■ **EXERCISE DIRECTIONS**
Copy the material from its start up to and including the line with "[0,247,580,417]", swapping "utility pole" for "telephone pole". Leave everything else unchanged.

(Extracted records)
:::::

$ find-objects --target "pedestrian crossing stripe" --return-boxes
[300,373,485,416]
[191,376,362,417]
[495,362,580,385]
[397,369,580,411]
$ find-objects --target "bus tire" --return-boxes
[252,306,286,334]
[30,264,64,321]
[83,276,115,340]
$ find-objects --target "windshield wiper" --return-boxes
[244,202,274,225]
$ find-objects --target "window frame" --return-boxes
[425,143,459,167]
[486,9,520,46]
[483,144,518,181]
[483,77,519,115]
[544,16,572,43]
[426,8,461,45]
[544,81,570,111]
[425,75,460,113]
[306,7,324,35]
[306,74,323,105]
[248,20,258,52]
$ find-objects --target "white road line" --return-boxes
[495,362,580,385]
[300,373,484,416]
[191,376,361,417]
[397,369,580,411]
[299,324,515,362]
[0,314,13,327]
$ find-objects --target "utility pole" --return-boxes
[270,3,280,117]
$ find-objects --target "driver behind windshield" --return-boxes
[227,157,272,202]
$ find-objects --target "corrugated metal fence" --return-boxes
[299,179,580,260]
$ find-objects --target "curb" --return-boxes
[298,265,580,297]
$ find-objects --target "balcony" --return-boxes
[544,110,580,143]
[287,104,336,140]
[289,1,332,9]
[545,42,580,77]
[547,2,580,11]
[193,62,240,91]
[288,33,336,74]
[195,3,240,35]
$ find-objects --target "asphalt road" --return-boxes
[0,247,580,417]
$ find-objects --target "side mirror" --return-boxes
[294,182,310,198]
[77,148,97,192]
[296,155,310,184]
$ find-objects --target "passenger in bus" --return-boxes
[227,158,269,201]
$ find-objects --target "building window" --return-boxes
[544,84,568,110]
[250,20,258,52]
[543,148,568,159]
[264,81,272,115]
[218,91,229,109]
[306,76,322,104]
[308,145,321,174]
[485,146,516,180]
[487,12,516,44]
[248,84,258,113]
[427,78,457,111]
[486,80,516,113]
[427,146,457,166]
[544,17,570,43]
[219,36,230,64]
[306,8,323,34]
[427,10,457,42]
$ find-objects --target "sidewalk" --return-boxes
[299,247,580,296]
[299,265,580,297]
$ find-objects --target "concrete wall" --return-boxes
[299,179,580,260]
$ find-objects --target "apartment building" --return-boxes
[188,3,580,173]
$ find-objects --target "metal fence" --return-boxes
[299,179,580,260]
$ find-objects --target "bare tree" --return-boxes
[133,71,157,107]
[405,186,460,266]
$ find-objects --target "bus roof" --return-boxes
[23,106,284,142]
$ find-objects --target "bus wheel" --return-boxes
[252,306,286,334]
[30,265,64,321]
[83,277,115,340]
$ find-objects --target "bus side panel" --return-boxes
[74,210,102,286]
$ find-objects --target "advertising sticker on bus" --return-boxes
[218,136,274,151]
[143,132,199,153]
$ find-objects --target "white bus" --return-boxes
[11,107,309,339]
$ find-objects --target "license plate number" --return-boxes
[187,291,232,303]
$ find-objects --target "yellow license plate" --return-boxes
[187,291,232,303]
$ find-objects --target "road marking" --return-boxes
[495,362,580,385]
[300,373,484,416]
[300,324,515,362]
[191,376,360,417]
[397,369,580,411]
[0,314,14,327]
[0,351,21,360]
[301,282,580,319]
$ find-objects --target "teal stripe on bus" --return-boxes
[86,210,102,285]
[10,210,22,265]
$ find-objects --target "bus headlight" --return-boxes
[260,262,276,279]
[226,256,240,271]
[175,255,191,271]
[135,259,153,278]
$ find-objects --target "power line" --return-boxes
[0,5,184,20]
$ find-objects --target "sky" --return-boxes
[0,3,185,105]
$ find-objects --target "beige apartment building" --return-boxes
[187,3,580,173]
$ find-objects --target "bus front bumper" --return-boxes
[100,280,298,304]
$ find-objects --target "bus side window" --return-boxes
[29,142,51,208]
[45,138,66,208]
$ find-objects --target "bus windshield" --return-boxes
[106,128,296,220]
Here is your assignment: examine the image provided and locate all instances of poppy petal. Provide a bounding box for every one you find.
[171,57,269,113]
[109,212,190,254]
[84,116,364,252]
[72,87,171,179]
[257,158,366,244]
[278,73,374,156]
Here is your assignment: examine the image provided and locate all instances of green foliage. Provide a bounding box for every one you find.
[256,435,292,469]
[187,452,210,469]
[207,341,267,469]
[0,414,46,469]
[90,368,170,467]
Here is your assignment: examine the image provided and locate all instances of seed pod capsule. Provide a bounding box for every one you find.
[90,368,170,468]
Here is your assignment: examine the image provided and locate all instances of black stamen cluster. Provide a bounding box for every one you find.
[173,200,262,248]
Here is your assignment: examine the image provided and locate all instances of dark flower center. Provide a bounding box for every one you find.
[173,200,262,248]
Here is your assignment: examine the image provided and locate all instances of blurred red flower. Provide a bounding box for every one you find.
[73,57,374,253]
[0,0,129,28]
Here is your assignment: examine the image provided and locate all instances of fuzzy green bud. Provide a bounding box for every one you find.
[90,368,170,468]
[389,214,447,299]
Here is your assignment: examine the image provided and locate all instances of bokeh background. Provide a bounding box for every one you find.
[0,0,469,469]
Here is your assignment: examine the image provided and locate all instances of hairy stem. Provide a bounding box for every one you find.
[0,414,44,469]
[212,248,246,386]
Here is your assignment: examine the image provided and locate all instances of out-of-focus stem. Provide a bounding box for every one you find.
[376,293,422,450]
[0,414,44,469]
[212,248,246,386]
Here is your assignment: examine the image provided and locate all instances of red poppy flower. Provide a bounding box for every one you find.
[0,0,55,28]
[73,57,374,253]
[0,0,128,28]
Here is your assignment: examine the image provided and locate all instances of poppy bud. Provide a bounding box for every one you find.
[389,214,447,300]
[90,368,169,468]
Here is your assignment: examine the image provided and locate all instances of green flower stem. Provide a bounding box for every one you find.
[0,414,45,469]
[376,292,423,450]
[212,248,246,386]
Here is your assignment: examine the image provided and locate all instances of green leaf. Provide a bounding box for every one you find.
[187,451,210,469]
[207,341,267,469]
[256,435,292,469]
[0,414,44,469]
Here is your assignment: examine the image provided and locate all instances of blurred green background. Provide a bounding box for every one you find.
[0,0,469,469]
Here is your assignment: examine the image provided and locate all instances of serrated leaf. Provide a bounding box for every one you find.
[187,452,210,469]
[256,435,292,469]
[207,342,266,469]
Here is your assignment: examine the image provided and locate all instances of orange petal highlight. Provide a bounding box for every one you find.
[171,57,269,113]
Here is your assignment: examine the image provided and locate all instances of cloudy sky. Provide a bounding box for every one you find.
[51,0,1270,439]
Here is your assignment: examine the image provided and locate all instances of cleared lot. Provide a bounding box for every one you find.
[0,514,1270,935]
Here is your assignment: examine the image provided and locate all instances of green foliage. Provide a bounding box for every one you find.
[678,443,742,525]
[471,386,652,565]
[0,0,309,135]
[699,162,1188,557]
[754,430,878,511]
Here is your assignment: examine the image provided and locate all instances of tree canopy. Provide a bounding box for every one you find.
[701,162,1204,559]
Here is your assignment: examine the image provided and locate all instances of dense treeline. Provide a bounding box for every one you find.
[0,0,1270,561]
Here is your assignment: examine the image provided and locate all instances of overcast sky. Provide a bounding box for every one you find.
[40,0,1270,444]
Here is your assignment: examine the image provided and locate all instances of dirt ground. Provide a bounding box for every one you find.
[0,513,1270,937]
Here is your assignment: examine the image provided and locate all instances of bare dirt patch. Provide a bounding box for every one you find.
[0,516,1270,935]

:::::

■ **ANSWER TO THIS PROBLEM**
$ find-objects --target "pedestrian crossing stripe" --return-boxes
[300,373,485,416]
[191,376,362,417]
[495,362,580,385]
[397,369,580,411]
$ find-objects --target "bus tire" --return-boxes
[252,306,286,334]
[30,264,64,321]
[83,276,115,340]
$ find-objects --target "windshield wiper" --return-boxes
[244,202,274,225]
$ find-objects --target "window frame" --return-boxes
[425,143,459,167]
[486,9,520,46]
[483,144,518,181]
[483,77,519,115]
[544,16,572,43]
[426,8,461,45]
[544,81,570,111]
[425,75,460,113]
[306,7,324,35]
[306,74,323,105]
[248,20,258,52]
$ find-objects --target "white road line" --return-boxes
[495,362,580,385]
[300,373,484,416]
[191,376,361,417]
[397,369,580,411]
[299,324,515,362]
[0,314,13,327]
$ find-objects --target "telephone pole" --return-boxes
[270,3,280,117]
$ find-objects --target "driver behind windshield" --return-boxes
[227,157,272,202]
$ find-objects --target "corrugated metal fence" --return-boxes
[299,179,580,260]
$ find-objects --target "curb" --return-boxes
[298,265,580,297]
$ find-objects --target "balcony" --return-boxes
[544,110,580,143]
[287,104,336,140]
[289,1,332,9]
[545,42,580,77]
[547,2,580,11]
[193,62,240,91]
[288,33,336,74]
[195,3,240,35]
$ find-objects --target "asphalt road" --return-boxes
[0,247,580,417]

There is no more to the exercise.